THE EXERCISE:
Reproduce all of the material below word for word, omitting the pictures.

ITEMS:
##############################
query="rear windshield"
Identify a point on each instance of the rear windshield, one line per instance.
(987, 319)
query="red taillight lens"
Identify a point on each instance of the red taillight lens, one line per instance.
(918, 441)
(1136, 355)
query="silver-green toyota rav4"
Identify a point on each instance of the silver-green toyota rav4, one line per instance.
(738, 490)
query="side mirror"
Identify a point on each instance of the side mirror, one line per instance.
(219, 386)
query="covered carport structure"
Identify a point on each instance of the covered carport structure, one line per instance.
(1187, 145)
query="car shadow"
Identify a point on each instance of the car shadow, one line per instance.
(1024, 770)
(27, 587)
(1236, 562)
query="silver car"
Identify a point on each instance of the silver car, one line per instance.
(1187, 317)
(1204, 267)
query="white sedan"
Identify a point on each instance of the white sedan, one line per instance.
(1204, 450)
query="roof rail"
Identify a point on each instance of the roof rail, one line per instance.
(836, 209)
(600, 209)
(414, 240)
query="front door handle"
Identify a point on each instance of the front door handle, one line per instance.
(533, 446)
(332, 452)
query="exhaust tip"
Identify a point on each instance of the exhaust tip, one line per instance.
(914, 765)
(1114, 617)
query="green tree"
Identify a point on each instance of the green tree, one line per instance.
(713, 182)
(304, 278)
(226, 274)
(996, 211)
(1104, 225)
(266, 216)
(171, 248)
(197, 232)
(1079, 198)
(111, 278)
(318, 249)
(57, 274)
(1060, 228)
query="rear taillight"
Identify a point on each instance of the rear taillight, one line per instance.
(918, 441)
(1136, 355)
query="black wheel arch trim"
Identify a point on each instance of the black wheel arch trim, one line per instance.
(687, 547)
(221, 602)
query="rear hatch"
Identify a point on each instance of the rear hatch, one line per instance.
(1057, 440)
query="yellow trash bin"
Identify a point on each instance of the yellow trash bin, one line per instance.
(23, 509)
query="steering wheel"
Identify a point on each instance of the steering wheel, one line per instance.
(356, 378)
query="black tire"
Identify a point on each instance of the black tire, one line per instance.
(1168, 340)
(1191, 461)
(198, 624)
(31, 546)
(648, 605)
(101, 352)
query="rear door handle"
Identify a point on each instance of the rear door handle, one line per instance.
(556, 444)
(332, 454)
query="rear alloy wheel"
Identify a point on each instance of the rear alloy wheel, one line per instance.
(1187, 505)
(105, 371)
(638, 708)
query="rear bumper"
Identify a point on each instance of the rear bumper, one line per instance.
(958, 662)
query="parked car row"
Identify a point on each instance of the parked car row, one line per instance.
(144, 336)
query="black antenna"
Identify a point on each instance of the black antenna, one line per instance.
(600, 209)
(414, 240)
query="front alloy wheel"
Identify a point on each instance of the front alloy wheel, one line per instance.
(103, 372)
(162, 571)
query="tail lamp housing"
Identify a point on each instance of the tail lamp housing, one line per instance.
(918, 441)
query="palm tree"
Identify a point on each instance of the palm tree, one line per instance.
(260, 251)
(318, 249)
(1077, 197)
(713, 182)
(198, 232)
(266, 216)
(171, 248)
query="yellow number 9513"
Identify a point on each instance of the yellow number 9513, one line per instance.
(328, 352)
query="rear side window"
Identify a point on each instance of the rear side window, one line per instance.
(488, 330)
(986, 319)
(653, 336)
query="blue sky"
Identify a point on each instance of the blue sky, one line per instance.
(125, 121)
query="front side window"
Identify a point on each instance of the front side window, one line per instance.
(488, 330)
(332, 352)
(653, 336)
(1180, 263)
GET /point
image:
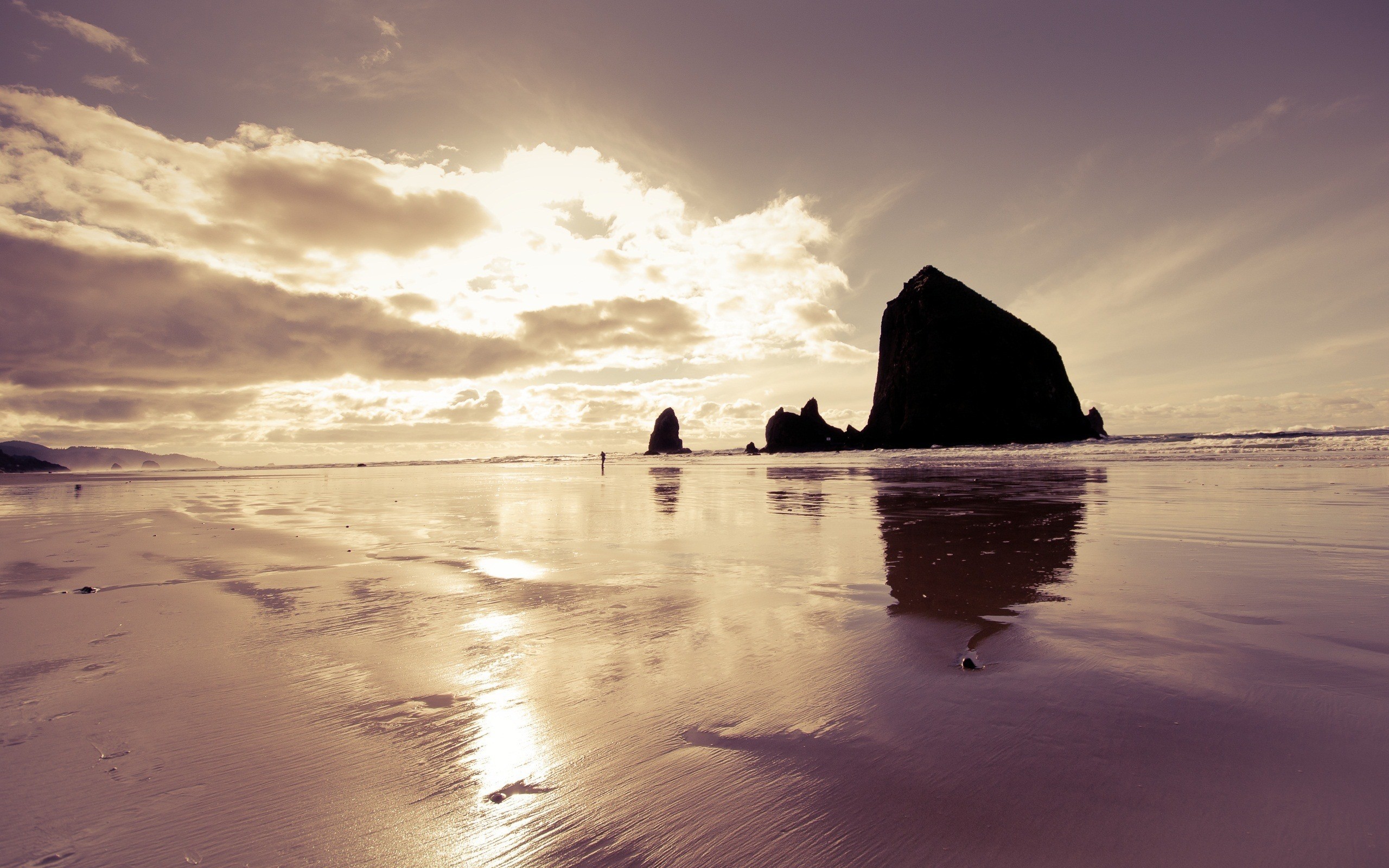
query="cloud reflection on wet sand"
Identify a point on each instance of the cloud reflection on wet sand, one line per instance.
(716, 663)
##############################
EXERCISE RESULT:
query="rear windshield"
Identify a point on each instance of the rear windshield, one line per instance.
(987, 319)
query="red taillight lens"
Identify a point on each instance of the red taillight lens, one line per instance.
(918, 441)
(1136, 355)
query="silver-green toyota rav4"
Identify a point on each instance of the silver-green toyota rav4, one line per instance.
(738, 490)
query="side mirror"
Identify a point on each instance of the side mirror, one line per instance.
(219, 386)
query="covered carport structure"
Identify a point on each instance of the covered carport structure, one line per instance.
(1187, 145)
query="car shadow"
Identify a point on each instance of the car shadow, one line per instance.
(1024, 770)
(27, 587)
(1236, 562)
query="silver car"
Identify a point on each instance of the silver car, one line per instance.
(1187, 317)
(1204, 267)
query="white sedan"
Identify a point on each instance of the white sedan, one line per instance.
(1204, 450)
query="roof rail"
Identify a point on each instance of the roof rail, one line per instance.
(836, 209)
(600, 209)
(414, 240)
query="front door handle"
Identify a point on each instance of the front door handle, one line per instance.
(533, 446)
(332, 452)
query="exhaust tip"
Identify a point on each instance of the exhaust tip, one line per instance.
(914, 765)
(1114, 617)
query="green tree"
Identify a point on each instance of the green tree, one line per instance.
(713, 182)
(304, 278)
(226, 274)
(996, 211)
(1104, 225)
(266, 216)
(171, 248)
(197, 232)
(1079, 198)
(111, 278)
(318, 249)
(57, 274)
(1060, 228)
query="rear taillight"
Identify a point on each instance of the rear taillight, one line per instance.
(918, 441)
(1136, 355)
query="black wheel arch trim"
Identify a point on each instance of the black wheel arch trim, one line per instance.
(687, 547)
(221, 602)
query="rear hatch"
Identify a point on each instance of the rear hatch, one line per instance.
(1057, 440)
query="yellow trash bin"
Identify a point on each instance of the yellow trash bin, one line per instance.
(23, 509)
query="steering wheel"
Identify a point on each instance of the steering wheel, one line per instance.
(356, 378)
query="black tire"
Identify a point on each instance of the black tire, one line per instance.
(1168, 340)
(1191, 461)
(198, 624)
(31, 546)
(648, 605)
(101, 352)
query="rear door handle"
Identify a point on each instance of the rear door handle, one line per instance.
(556, 444)
(332, 454)
query="rear alloy wheel"
Identify a point on each instance of the rear alloy wheel, one line per instance.
(1187, 505)
(105, 371)
(638, 708)
query="rear bumper"
Identify a point on each instance of the rear bumper, one line per instance.
(958, 662)
query="parked car row"
Identify a point on each instance of the parked car row, one line per instance.
(144, 336)
query="black antenna"
Identify a point on each instance of the black antenna, one line per instance.
(600, 209)
(414, 240)
query="front alloy wheel"
Identify a point on each instance of the front alloy wheel, one line per instance.
(103, 372)
(162, 571)
query="tail lamp housing"
Identify a point on each instance of the tail lamp housing, one line per instance.
(918, 441)
query="palm tree"
Identify a point on each instance of the palm tree, one line per instance.
(260, 251)
(318, 249)
(1077, 197)
(713, 182)
(198, 232)
(266, 216)
(171, 248)
query="yellow number 9513"
Identify a point on each instance of the yellow number 9513, one line per instance.
(328, 352)
query="rear side window"
Identify a point on each instance of the rear side window, one line per instance.
(488, 330)
(986, 319)
(653, 336)
query="blue sky"
Identify a point on each instance of the blue sky, one line per instance.
(125, 121)
query="front side window"
Identify a point on each instance of the front side window, one line per instance.
(488, 330)
(332, 352)
(653, 336)
(1180, 263)
GET /point
image:
query="cloud reflection on wet sand"
Identify a point on each instance of the cloud reflection on wet sand, one line per instance.
(716, 663)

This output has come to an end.